> Exercise directions
Output all records exactly.

> Given records
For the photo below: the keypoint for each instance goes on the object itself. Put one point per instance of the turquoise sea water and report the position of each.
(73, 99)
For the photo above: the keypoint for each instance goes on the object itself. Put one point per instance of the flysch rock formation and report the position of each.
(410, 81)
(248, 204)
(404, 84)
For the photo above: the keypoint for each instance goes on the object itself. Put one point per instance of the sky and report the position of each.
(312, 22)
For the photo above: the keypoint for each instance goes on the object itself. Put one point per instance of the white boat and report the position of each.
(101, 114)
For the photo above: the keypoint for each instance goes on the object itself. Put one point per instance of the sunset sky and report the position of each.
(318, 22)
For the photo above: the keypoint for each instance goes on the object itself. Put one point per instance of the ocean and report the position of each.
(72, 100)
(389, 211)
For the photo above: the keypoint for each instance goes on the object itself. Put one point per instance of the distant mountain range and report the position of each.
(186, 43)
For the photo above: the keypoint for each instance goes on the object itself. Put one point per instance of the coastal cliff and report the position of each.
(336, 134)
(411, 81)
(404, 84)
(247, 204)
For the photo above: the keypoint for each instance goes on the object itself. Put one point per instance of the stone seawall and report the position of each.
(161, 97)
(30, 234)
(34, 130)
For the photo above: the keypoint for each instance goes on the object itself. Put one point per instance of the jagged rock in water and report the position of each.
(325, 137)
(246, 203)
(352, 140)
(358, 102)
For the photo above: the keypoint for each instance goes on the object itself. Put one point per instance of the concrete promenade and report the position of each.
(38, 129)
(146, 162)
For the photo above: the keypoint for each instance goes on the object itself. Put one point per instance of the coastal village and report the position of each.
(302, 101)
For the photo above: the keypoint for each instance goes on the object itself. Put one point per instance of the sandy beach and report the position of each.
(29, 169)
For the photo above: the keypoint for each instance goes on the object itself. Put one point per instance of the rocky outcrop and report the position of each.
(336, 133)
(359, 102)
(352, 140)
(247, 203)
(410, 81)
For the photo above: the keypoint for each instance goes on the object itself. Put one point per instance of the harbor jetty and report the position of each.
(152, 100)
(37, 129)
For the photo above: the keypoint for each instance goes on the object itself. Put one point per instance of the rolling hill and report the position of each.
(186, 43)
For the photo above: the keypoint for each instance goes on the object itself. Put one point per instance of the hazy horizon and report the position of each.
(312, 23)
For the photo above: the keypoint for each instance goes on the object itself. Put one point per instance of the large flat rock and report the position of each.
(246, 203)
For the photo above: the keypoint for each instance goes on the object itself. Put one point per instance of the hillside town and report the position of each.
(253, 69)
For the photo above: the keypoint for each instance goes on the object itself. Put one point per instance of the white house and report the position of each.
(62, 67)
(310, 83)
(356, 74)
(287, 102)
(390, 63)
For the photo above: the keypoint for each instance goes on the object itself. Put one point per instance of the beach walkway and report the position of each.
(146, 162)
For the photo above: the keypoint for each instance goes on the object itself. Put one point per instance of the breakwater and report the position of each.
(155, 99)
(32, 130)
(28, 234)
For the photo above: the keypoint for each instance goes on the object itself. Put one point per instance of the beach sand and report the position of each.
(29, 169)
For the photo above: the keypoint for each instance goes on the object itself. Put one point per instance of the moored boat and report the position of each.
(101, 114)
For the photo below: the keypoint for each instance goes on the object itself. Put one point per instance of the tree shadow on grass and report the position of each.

> Response box
For the photo below: the keypoint for each instance goes on the object itself. Put one point per instance of the turquoise sea water and report the position of each.
(73, 99)
For the photo above: the keypoint for each instance goes on the object itself. Put one point per instance of the flysch rock formation and report the position of each.
(410, 81)
(248, 204)
(404, 84)
For the photo above: the keypoint for each instance goes on the object itself. Put one point per instance of the sky and report the position of each.
(312, 22)
For the photo above: the keypoint for each instance goes on the object itself. Put one point per instance of the white boat and report the position of each.
(101, 114)
For the photo above: the keypoint for each instance goes on the object itself. Put one point per instance of the sunset sky and report the position of each.
(318, 22)
For the photo above: the keypoint for each instance goes on the object itself. Put one point per instance of the ocean and report the position of each.
(72, 100)
(389, 211)
For the photo above: the keypoint for each instance goes on the object itself. Put one point per instance of the distant mountain range and report the position of each.
(186, 43)
For the photo above: the keypoint for each instance goes on the object itself. Put one point per instance of the coastal cliff and report the position of each.
(336, 134)
(411, 81)
(404, 84)
(247, 204)
For the photo above: the keypoint for each instance goes on the object itself. Put one point per instance of the stone seawall and report the position of each.
(161, 97)
(30, 234)
(34, 130)
For the photo above: the keypoint for each instance goes on the object itself. Put one point per instance of the jagged rock in water and report the position of each.
(325, 137)
(246, 203)
(352, 140)
(358, 102)
For the photo above: the keypoint for each instance goes on the object itself. Put one point per instance of the concrete promenade and report the position of each.
(38, 129)
(146, 162)
For the photo above: the keypoint for each instance goes on the object itself. Put one point per instance of the coastal village and report the position of each.
(302, 101)
For the photo above: the keypoint for each instance goes on the object itself. Put one point per instance of the sandy beach and report the position of each.
(29, 169)
For the photo above: the keypoint for each instance goes on the object itself. Put one point per instance of the rocky outcrop and report the position of each.
(336, 133)
(359, 102)
(352, 140)
(247, 203)
(410, 81)
For the photo above: the keypoint for each instance goes on the object itself. Put one point per instance of the harbor jetty and report the position of each.
(152, 100)
(37, 129)
For the photo above: the keypoint for each instance goes on the object itself. Put one point per instance of the rolling hill and report the position of each.
(186, 43)
For the photo above: the keypoint for each instance goes on the object itself. Put one point per instance of the hazy horizon and report the position of each.
(312, 23)
For the photo above: the keypoint for each instance goes on the object itself. Put one point per instance of the large flat rock and report the position of each.
(246, 203)
For the photo above: the keypoint for each instance goes on the object itself. Put one point per instance of the hillside town and report the position of each.
(253, 69)
For the photo above: the keypoint for each instance goes on the object itself. Put one point per instance of the white house and report the position of each.
(62, 67)
(310, 83)
(356, 74)
(287, 102)
(390, 63)
For the photo above: the keypoint for each instance goes on the object itself. Put one point per instance of the beach walkway and report the position of each.
(146, 162)
For the photo above: the keypoint for each instance goes on the object itself. Put one point per instance of the breakwater and report the position of each.
(155, 99)
(32, 130)
(28, 234)
For the photo above: the keypoint for each instance goes on the object itself. Put one point per instance of the beach sand and report the position of each.
(29, 169)
For the photo above: the keypoint for each instance goes on the object itself. Put one point per instance of the moored boat and report the position of each.
(101, 114)
For the photo below: the keypoint for each instance goes on the object itself. Put one point per instance of the tree shadow on grass and report the position of each.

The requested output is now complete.